Copy the records below word for word, keeping every line as it appears.
--- start of DATA ROWS ---
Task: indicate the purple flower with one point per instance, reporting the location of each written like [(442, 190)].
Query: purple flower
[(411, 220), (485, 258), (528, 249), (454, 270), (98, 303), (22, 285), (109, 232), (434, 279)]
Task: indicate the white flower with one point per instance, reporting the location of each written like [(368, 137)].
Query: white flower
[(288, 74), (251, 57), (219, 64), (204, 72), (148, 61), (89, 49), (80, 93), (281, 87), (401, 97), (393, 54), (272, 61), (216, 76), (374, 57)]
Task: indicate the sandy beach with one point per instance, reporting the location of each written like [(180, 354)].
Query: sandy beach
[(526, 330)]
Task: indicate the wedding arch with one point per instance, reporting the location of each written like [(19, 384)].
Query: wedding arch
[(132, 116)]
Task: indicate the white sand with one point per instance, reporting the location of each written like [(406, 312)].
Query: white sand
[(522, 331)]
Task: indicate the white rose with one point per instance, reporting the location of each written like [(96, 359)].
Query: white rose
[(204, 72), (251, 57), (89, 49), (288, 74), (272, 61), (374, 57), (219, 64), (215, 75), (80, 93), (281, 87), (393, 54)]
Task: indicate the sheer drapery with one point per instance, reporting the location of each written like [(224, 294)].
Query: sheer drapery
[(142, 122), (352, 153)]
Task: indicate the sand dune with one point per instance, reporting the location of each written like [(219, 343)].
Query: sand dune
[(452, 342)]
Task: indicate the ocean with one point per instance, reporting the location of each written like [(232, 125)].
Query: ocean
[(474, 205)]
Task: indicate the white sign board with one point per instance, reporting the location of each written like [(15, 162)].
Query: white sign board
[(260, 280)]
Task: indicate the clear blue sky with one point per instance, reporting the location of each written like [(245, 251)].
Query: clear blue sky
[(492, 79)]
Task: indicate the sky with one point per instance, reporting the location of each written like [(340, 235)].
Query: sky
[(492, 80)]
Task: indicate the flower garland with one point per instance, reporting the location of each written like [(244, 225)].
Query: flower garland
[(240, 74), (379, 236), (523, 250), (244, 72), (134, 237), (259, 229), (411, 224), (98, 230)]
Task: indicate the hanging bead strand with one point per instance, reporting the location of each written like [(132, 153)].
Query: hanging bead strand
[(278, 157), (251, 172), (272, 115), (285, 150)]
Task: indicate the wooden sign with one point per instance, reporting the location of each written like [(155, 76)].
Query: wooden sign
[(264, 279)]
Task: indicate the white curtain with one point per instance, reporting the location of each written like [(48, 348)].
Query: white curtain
--- end of DATA ROWS ---
▸ **EXERCISE SOLUTION**:
Task: indicate the purple flower with one point per instance, reporting the location of each written like [(442, 190)].
Query: purple flower
[(411, 220), (485, 258), (528, 249), (454, 270), (98, 303), (22, 285), (109, 232), (434, 279)]
Task: indicate the white flower with one point per instance, reporting the location of each written like [(368, 137)].
Query: white flower
[(288, 74), (251, 57), (219, 64), (204, 72), (148, 61), (89, 49), (80, 93), (281, 87), (401, 97), (393, 54), (272, 61), (216, 76), (374, 57)]
Task: indicate the sandy beach with one point per instance, reporting the location of each written like [(180, 354)].
Query: sandy beach
[(526, 330)]
Task: indicate the wedding arch with one point per instance, reporting the location of each written like [(19, 384)].
Query: wedding arch
[(132, 116)]
Task: indicate the white sand with one point per instance, reporting the location of each written like [(406, 312)].
Query: white sand
[(522, 331)]
Task: indicate the white rose with one point per instance, reporting the location of each written like [(96, 359)].
Query: white rose
[(204, 72), (251, 57), (89, 49), (288, 74), (272, 61), (374, 57), (219, 64), (215, 75), (80, 93), (281, 87), (393, 54)]
Task: indicate the sheer drapery with one point per instance, reporting the location of each written like [(224, 294)].
Query: sheer drapery
[(142, 122), (352, 153)]
Task: indicate the sand dune with one point per instance, reporting the location of each written like [(219, 343)].
Query: sand dune
[(452, 342)]
Task: indicate the ocean with one point per instance, reporting the location of each written like [(232, 125)].
Query: ocean
[(474, 205)]
Task: indicate the white sign board with one point per instance, reporting the location of each written like [(15, 162)].
Query: white sign board
[(260, 280)]
Task: indicate the clear blue sky with one point per instance, reporting the location of each written like [(245, 251)].
Query: clear blue sky
[(492, 79)]
Task: indicate the sky with one point per instance, reporting the location of each written like [(340, 235)].
Query: sky
[(492, 80)]
Task: indicate the flower garland with one point per instance, reporting the location of each written like [(244, 225)].
Query: flower garland
[(240, 74), (379, 236), (523, 250), (244, 72), (134, 237), (259, 229), (411, 224), (98, 230)]
Task: indicate the hanging bead strand with one point per instance, reporting the location of each written like [(132, 153)].
Query: hanging bead strand
[(278, 157), (251, 172), (272, 115), (285, 150)]
Task: indicate the wooden sign with one point per instance, reporting the location of each written like [(155, 76)].
Query: wooden sign
[(264, 279)]
Task: indicate the white curtain with one point per instance, reporting the location of each written like [(48, 348)].
Query: white curtain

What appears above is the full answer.